• ASSIGNMENT: From the entries below, reproduce exactly the line containing "Category: side mirror", the line containing "Category: truck tailgate", and every line in between, with nothing added.

• RECORDS SHOWN:

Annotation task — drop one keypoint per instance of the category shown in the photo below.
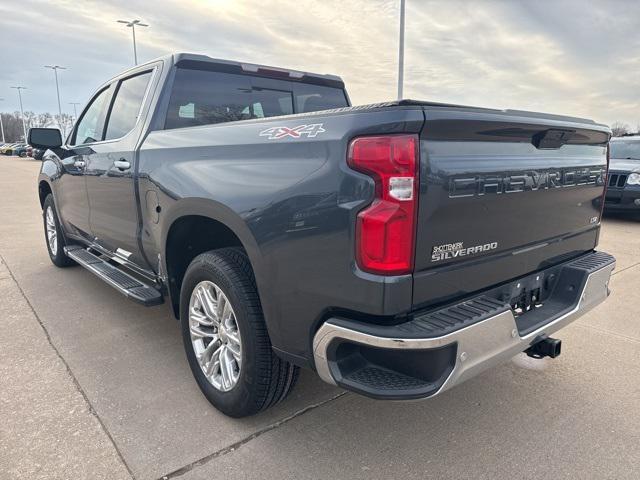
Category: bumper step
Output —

...

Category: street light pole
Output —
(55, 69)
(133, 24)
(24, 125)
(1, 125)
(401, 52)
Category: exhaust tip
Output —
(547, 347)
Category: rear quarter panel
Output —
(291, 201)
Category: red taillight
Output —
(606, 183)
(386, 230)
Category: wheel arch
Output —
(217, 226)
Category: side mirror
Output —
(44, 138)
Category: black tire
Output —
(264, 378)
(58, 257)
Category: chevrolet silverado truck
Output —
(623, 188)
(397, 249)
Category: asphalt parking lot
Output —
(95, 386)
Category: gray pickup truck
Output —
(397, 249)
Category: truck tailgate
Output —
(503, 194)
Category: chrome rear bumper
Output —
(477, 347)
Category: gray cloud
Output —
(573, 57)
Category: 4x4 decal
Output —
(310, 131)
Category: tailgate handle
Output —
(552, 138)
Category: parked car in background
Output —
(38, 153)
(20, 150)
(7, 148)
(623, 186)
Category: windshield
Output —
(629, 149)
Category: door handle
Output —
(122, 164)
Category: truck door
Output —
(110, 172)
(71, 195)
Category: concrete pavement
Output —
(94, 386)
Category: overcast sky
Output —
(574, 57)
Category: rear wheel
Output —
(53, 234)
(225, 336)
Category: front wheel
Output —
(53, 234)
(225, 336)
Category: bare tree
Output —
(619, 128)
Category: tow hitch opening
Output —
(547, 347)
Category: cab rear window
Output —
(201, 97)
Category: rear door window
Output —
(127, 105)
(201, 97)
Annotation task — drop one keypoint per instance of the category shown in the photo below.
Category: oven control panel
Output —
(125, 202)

==

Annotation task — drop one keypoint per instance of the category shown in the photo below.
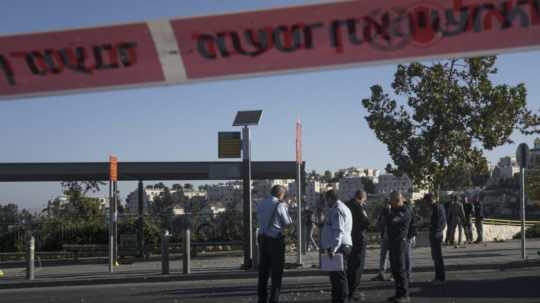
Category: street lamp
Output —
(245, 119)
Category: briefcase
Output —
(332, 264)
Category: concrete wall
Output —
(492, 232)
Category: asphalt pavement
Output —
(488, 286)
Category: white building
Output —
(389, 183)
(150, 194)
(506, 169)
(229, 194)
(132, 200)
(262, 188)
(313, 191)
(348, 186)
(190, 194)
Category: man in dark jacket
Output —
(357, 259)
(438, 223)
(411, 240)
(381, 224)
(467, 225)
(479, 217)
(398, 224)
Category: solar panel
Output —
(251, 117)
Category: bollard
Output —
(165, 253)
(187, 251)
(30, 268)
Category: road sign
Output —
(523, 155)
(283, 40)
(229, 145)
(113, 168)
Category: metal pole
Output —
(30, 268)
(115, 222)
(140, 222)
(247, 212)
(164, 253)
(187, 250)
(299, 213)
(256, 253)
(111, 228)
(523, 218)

• RESULT BELOW:
Category: side mirror
Output —
(44, 138)
Category: black tire
Output —
(264, 378)
(58, 257)
Category: chevrolet silverado truck
Output —
(623, 188)
(397, 249)
Category: asphalt parking lot
Output —
(95, 386)
Category: gray pickup truck
Output —
(397, 249)
Category: truck tailgate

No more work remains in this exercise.